Instructions for the task: The expected output is an exact restatement of all the records.

Source information:
▼▼▼
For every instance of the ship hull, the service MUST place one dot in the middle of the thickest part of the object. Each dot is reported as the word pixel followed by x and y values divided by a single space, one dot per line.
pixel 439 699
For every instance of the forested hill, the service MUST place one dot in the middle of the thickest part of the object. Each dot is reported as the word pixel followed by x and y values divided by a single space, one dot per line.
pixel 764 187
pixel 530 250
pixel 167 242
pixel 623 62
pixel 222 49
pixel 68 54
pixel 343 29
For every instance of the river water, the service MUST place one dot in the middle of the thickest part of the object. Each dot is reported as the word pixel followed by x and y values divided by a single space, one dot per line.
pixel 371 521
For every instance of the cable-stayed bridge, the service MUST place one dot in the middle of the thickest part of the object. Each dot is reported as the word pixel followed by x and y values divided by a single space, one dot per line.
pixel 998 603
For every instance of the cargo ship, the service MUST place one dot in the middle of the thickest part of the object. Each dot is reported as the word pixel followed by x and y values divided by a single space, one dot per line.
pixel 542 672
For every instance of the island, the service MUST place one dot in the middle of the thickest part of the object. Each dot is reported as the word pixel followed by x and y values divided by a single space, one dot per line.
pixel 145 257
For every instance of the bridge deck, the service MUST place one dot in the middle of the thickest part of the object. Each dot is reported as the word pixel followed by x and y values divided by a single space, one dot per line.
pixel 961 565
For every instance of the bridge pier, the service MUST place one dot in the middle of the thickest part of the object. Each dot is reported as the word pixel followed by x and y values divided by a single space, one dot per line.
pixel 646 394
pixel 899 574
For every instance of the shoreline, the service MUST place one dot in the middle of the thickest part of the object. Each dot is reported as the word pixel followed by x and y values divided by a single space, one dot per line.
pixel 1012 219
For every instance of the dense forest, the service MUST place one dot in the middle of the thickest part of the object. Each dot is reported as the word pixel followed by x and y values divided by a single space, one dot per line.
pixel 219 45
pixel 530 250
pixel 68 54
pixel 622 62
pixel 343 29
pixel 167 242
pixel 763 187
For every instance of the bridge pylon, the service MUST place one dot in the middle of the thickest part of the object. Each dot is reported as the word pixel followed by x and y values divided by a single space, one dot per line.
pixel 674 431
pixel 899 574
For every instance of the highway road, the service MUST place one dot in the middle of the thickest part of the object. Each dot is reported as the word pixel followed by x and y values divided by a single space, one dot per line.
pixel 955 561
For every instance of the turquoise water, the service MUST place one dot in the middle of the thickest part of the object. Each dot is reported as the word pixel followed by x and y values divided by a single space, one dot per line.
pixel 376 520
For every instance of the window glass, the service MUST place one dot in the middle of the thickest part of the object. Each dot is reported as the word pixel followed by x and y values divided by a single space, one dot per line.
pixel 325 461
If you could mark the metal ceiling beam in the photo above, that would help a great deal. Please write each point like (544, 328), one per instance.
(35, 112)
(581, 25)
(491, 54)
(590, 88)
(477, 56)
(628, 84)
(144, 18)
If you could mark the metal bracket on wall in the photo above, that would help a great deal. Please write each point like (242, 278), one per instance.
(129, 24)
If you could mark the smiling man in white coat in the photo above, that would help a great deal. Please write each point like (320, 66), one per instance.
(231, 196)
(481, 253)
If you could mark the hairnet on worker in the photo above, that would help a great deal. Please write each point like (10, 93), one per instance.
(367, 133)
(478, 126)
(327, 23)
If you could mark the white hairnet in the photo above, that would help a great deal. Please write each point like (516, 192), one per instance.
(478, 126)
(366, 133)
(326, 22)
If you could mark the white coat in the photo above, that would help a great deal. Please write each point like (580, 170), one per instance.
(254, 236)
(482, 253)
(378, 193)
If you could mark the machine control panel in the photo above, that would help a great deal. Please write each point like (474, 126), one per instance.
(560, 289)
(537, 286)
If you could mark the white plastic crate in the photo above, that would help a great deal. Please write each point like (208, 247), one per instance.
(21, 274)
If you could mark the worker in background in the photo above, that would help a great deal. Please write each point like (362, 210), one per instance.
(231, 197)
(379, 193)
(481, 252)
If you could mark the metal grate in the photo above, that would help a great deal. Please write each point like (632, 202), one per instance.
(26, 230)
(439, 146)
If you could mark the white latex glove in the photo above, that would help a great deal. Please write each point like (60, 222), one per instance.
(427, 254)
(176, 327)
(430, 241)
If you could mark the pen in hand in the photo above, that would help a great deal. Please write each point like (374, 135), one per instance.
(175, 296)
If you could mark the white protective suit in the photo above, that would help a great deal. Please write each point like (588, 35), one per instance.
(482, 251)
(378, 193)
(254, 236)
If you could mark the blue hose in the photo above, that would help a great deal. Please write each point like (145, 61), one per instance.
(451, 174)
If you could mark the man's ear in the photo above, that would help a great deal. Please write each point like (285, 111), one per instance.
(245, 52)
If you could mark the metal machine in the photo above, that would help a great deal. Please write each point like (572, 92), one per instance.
▲▲▲
Task response:
For every instance of the ship hull, the service MUST place one dot in the middle of the thickest part of the object. Each dot is reported as the word pixel followed by x and y values divided by a single space, one dot per line.
pixel 439 699
For every instance of the forested hill, the service MUST place one dot in the middle of the thickest part of the object. Each dot is reported as the word pixel followed by x and y values divided by a single space, one dot per line.
pixel 764 187
pixel 530 250
pixel 167 242
pixel 623 62
pixel 222 49
pixel 68 54
pixel 343 29
For every instance of the river water, the service MUST place one dot in the middle of the thickest part of the object. Each dot is reported as the word pixel followed by x and y values divided by a single space, one dot per line.
pixel 371 521
For every instance of the cable-stayed bridge, the service MUST place one dot in the middle of the thickest part of the object. Each dot is reported as the word pixel followed by x and y values divided by a single space, one dot per line.
pixel 998 603
For every instance of the cargo ship, the service MUST place one dot in the middle of the thickest part of the object. Each dot is reported as the word pixel followed by x and y values divided by a single space, one dot per line.
pixel 542 672
For every instance of the island, the service MUST place one dot in the middle of the thickest part of the object. Each dot is reported as the word pixel followed by x and y values divided by a single space, one dot per line.
pixel 145 257
For every instance of the bridge deck, the service MUST place one dot in the middle of the thickest part of the object. Each dot is reported as the word pixel followed by x and y values divided by a single space, one dot per line.
pixel 961 565
For every instance of the bridge pier, the service MUST place one dot in the middle of the thickest part of the object. Each dot is reported as the word pixel followed by x and y values divided by a single space, one dot per line.
pixel 646 394
pixel 899 574
For every instance of the shoreline, the service MUST place one dot in the middle of the thickest part of the object. Each dot is reported as the word pixel followed by x and y values divided by a single space, one dot per line.
pixel 1012 219
For every instance of the dense forest, the service MUST place one dot in the middle of the thickest part of the object. Each dot is reported as the word pixel followed by x and y values divided by a single space, one dot per line.
pixel 219 45
pixel 530 250
pixel 68 54
pixel 622 62
pixel 343 29
pixel 167 242
pixel 763 187
For every instance of the bridge pylon, the service MUST place one dot in the middle of the thickest part of the object. Each dot is reported as the word pixel followed by x and y values divided by a single space, one dot per line.
pixel 674 431
pixel 899 574
For every instance of the highway road, the service MUST place one dot in the middle of the thickest part of the object. Each dot is reported as the word pixel followed by x and y values divided by a single space, one dot per line.
pixel 955 561
For every instance of the turquoise water, the service MUST place one dot in the middle of the thickest part of the object. Each dot is reported as the word pixel followed by x and y values divided by a single space, one dot per line.
pixel 376 520
For every instance of the window glass, the service MUST place one dot in the middle of the thickest part of the object. Each dot is reported as the word pixel followed by x and y values divided by a single space, one dot per line.
pixel 325 461
If you could mark the metal ceiling beam in the photo above, that would help a great deal. Please write each point like (544, 328), one per instance.
(35, 112)
(581, 25)
(491, 54)
(590, 88)
(477, 56)
(628, 84)
(144, 18)
If you could mark the metal bracket on wall in the photo above, that would help a great deal. Please write each point like (242, 278), one per instance.
(129, 24)
If you could mark the smiling man in white coat in the photo above, that would help a great deal. Please write each point like (320, 66), one per instance.
(231, 196)
(481, 253)
If you could mark the hairnet on worker in the photo above, that would help a great deal. Please write each point like (10, 93), one per instance.
(367, 133)
(478, 126)
(327, 23)
If you could mark the white hairnet in the photo above, that would help a great deal. Please write each point like (516, 192), one per instance.
(478, 126)
(366, 133)
(326, 22)
If you could mark the white coat in the photo above, that would help a great deal. Please write each point like (580, 170), one per instance.
(254, 236)
(482, 253)
(378, 193)
If you could mark the machine control panel in the photo above, that would help a great deal. Please write each point like (474, 126), one per instance.
(560, 289)
(537, 286)
If you could mark the white plastic crate in the photo above, that would help a great deal. Please write each point like (208, 247), one per instance.
(21, 274)
If you could mark the worker in background in the photo above, that would help a great deal. Please write each point like (362, 210), one per instance.
(231, 197)
(379, 193)
(481, 252)
If you could mark the metal grate in the photo above, that would help a great deal. Please write each point like (632, 202), one per instance.
(26, 230)
(439, 146)
If you could mark the white latex glove in the photo above, that would help a great deal. Please write each point like (60, 222), one per instance.
(427, 254)
(176, 327)
(430, 241)
If you could mark the pen in hand in the photo above, that would help a great deal. Please write each point like (374, 135), one per instance.
(175, 296)
If you could mark the white protective suit in the photo above, that would help a great deal. Please write each point like (588, 35), one per instance.
(482, 251)
(378, 193)
(254, 236)
If you could mark the blue hose in the photo above, that would help a great deal. Please write each point like (145, 61), one per instance.
(451, 174)
If you could mark the man's ear in the photo above, that would help a great deal. Please write each point like (285, 111), one per instance.
(245, 52)
If you could mark the metal machine in the photo above, that would help a great deal. Please write each point like (572, 92), one per instance.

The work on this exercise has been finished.